_Task details_: Reproduce the whole text on Florida's Motor Vehicle No-Fault Law exactly as it appears.

_Page text_:

#2 in a series of discussions on Florida’s Motor Vehicle No-Fault
Prior to the passage of Florida’s Motor Vehicle No-Fault Law anyone involved in a car or motor vehicle accident had the legal right to seek damages for their accident related injuries without any pre-conditions to filing a lawsuit. In addition, car or motor vehicle insurance was not mandatory in the state of Florida prior to Florida’s Motor Vehicle No-Fault Law (and in fact, approximately 60% of all car owners in the state of Florida were uninsured prior to the passage of Florida’s Motor Vehicle No-Fault Law). It is this writer’s opinion that the insurance industry and their special interests intended to have laws passed that would make it mandatory that all operators of cars or motor vehicles must obtain car or motor vehicle insurance in order to astronomically increase their gross revenues by collecting previously non-existent insurance premium payments from that non-participating 60% of the car owners in Florida – an extraordinary increase in the sheer number of payments, alone.
The insurance industry’s premise for making car insurance mandatory was predicated upon a misleading concept that their insured would receive greater value in not having to prove fault before being able to receive benefits for medical expense and lost wages, instead of having to wait for medical or chiropractic care and the payment of lost wages until a court of law determined who was at fault for the accident. The original enactments of this Act provided for these benefits (PIP or Personal Injury Protection Benefits) with up to $10,000 of benefits, at 80% of any related medical expense including chiropractic care, and inclusive of 60% of a claimants gross lost wages to be paid, also from that $10,000 source. Fault would not be a determining factor in order to receive these PIP benefits. What was not and has never been candidly revealed to the insured public in the state of Florida at that time was that the insurance industry was permitted to sell this $10,000 PIP coverage with an $8,000 deductible – meaning that before the insurance company would pay dollar one, the injured insured would have to personally pay the first $8,000! Frankly, no one could easily afford to do so then, or now, and therefore obviously the intention of this act was not to actually pay the average insured one penny!

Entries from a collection
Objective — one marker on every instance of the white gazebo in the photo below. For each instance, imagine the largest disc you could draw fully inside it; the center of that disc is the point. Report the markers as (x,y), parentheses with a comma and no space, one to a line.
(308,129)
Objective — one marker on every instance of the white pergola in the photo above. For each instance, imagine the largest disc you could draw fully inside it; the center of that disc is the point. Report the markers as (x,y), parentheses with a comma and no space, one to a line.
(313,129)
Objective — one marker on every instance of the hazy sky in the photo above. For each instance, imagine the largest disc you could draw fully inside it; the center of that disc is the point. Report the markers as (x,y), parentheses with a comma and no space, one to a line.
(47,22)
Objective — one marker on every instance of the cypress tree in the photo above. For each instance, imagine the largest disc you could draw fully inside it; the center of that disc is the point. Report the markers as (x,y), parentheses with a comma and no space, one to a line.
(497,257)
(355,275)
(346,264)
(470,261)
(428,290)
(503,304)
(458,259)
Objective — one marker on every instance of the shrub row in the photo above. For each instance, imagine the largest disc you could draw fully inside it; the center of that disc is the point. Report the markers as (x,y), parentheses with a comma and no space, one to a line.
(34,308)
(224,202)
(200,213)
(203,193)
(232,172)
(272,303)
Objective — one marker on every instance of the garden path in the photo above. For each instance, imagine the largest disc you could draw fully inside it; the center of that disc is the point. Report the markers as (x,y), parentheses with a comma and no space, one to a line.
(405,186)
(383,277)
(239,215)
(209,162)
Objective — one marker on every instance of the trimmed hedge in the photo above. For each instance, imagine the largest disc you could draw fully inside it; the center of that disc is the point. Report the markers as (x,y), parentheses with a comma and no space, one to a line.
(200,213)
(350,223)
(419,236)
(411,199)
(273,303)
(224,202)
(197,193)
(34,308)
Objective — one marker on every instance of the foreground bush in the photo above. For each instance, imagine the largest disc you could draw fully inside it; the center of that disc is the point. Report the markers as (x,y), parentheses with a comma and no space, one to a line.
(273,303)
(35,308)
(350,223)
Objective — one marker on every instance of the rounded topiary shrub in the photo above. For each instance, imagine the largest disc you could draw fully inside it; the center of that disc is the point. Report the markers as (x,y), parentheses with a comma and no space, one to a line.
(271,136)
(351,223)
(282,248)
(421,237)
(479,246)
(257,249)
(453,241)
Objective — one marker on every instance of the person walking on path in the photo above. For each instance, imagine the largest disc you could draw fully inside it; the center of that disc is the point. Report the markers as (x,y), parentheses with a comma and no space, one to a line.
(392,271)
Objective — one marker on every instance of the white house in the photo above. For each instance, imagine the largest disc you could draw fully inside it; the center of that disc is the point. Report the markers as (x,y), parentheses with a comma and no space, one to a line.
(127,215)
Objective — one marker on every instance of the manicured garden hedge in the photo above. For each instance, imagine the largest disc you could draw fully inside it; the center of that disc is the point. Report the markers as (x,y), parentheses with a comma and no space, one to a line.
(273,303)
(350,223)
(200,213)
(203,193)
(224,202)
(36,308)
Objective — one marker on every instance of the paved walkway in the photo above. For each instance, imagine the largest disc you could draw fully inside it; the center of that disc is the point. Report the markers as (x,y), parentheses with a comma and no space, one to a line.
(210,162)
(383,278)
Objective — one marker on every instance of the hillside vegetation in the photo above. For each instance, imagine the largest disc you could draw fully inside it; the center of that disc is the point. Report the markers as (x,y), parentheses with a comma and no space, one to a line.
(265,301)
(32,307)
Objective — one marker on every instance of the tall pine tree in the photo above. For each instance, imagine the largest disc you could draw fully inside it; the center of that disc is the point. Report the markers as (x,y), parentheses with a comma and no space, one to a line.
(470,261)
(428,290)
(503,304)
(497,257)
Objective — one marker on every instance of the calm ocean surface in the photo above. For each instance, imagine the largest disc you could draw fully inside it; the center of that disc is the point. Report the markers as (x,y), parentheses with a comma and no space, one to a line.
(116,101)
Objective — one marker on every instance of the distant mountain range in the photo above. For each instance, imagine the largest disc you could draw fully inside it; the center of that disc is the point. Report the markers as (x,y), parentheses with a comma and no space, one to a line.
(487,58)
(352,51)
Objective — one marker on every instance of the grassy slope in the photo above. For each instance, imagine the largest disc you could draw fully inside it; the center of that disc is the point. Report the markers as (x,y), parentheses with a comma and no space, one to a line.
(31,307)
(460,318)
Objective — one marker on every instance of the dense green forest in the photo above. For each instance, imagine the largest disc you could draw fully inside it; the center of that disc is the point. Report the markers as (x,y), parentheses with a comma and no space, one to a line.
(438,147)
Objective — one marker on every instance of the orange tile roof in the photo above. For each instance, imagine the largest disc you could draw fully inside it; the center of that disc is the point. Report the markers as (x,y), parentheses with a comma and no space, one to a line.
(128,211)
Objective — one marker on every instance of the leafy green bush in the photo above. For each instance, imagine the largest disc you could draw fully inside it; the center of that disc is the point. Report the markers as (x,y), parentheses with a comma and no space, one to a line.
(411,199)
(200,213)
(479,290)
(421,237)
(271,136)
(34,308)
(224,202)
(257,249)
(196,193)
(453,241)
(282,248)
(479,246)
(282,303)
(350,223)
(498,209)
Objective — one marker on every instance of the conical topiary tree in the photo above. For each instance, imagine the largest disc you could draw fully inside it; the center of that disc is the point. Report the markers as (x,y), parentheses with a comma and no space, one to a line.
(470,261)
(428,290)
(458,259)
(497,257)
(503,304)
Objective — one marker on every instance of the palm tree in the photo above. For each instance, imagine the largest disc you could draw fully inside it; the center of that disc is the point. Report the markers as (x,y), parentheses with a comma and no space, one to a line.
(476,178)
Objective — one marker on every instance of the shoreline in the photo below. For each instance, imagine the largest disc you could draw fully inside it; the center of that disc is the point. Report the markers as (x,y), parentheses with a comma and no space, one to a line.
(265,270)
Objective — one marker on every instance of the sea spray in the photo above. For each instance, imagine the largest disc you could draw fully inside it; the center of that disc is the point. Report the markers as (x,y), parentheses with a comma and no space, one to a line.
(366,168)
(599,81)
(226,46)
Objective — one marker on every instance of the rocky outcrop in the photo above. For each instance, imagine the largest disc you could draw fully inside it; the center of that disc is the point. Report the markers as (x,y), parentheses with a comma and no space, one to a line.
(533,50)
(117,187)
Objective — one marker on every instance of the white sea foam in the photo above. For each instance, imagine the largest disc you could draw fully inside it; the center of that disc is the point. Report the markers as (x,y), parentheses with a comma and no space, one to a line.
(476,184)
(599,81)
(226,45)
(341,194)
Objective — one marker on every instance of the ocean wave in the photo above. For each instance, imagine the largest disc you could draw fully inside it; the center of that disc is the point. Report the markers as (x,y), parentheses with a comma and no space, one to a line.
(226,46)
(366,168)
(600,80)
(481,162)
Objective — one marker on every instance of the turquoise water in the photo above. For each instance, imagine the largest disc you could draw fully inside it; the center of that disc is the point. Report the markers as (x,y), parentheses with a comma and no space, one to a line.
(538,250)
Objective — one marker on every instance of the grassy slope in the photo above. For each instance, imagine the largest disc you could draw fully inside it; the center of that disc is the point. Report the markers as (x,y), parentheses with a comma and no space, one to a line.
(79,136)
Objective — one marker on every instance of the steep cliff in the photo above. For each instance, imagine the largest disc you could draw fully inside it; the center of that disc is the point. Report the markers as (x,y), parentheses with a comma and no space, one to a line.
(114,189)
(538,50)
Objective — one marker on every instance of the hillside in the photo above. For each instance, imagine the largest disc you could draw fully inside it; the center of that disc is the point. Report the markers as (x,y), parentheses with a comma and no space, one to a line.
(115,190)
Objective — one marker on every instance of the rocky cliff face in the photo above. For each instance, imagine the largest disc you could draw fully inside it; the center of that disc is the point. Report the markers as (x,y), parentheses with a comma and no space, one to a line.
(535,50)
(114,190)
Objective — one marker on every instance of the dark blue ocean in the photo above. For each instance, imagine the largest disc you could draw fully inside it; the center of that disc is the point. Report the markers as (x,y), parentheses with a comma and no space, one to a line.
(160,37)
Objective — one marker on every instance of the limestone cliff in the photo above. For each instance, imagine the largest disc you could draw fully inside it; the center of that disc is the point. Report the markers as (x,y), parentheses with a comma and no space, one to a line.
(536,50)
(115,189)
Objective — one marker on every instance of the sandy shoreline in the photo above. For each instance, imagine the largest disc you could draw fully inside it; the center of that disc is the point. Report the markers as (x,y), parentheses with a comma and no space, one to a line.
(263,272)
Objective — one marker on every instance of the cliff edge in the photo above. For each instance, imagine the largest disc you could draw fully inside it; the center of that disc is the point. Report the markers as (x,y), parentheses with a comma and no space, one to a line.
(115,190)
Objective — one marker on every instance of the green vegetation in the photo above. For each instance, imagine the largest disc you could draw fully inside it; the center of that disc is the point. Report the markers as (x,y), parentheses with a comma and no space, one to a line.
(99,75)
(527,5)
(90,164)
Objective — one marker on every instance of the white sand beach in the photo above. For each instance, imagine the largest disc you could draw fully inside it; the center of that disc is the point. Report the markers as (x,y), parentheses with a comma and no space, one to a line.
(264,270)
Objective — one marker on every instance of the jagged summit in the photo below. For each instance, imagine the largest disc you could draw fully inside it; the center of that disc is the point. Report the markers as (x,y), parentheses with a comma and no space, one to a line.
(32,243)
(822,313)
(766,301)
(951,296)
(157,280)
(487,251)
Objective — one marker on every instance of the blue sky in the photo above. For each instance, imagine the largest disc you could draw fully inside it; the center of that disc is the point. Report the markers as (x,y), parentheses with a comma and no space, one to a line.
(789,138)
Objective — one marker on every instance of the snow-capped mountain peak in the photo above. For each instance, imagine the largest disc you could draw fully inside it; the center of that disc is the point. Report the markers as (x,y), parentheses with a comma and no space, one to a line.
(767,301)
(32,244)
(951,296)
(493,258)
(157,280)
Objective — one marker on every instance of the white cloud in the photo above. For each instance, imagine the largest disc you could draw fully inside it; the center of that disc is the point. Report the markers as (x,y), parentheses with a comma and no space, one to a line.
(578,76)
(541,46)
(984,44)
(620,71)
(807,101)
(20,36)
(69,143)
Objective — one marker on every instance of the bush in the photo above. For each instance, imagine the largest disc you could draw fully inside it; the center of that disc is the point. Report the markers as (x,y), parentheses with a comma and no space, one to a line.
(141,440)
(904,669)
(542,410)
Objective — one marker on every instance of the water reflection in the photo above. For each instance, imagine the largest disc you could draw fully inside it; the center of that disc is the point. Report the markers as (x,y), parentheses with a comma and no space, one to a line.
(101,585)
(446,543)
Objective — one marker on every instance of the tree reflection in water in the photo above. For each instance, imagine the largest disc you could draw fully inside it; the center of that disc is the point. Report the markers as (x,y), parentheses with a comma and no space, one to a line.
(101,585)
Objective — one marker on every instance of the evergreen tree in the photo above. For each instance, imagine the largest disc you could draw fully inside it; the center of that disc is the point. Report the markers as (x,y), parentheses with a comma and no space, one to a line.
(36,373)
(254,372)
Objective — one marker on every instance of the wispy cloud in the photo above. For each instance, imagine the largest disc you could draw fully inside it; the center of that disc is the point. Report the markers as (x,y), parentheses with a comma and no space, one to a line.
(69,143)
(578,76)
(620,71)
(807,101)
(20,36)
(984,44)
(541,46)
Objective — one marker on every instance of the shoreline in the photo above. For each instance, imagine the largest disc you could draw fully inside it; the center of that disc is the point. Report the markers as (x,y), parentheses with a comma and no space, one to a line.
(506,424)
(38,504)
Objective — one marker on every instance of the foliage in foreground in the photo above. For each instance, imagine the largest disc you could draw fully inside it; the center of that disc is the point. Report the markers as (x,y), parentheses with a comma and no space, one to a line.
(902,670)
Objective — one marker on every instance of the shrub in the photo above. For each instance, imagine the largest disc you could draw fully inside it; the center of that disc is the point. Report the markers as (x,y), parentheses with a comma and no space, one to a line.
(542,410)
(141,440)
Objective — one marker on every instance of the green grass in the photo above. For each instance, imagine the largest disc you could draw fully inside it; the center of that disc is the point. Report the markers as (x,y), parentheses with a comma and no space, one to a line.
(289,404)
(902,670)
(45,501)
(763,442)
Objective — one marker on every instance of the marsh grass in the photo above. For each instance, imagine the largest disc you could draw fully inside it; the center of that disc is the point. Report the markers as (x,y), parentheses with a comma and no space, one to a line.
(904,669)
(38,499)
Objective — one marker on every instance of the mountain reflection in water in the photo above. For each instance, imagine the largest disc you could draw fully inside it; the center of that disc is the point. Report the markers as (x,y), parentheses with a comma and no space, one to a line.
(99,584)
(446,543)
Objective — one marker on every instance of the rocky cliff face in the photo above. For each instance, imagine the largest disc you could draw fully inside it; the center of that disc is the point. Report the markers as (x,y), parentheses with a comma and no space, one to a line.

_Answer section_:
#2 in a series of discussions on Florida’s Motor Vehicle No-Fault
Prior to the passage of Florida’s Motor Vehicle No-Fault Law anyone involved in a car or motor vehicle accident had the legal right to seek damages for their accident related injuries without any pre-conditions to filing a lawsuit. In addition, car or motor vehicle insurance was not mandatory in the state of Florida prior to Florida’s Motor Vehicle No-Fault Law (and in fact, approximately 60% of all car owners in the state of Florida were uninsured prior to the passage of Florida’s Motor Vehicle No-Fault Law). It is this writer’s opinion that the insurance industry and their special interests intended to have laws passed that would make it mandatory that all operators of cars or motor vehicles must obtain car or motor vehicle insurance in order to astronomically increase their gross revenues by collecting previously non-existent insurance premium payments from that non-participating 60% of the car owners in Florida – an extraordinary increase in the sheer number of payments, alone.
The insurance industry’s premise for making car insurance mandatory was predicated upon a misleading concept that their insured would receive greater value in not having to prove fault before being able to receive benefits for medical expense and lost wages, instead of having to wait for medical or chiropractic care and the payment of lost wages until a court of law determined who was at fault for the accident. The original enactments of this Act provided for these benefits (PIP or Personal Injury Protection Benefits) with up to $10,000 of benefits, at 80% of any related medical expense including chiropractic care, and inclusive of 60% of a claimants gross lost wages to be paid, also from that $10,000 source. Fault would not be a determining factor in order to receive these PIP benefits. What was not and has never been candidly revealed to the insured public in the state of Florida at that time was that the insurance industry was permitted to sell this $10,000 PIP coverage with an $8,000 deductible – meaning that before the insurance company would pay dollar one, the injured insured would have to personally pay the first $8,000! Frankly, no one could easily afford to do so then, or now, and therefore obviously the intention of this act was not to actually pay the average insured one penny!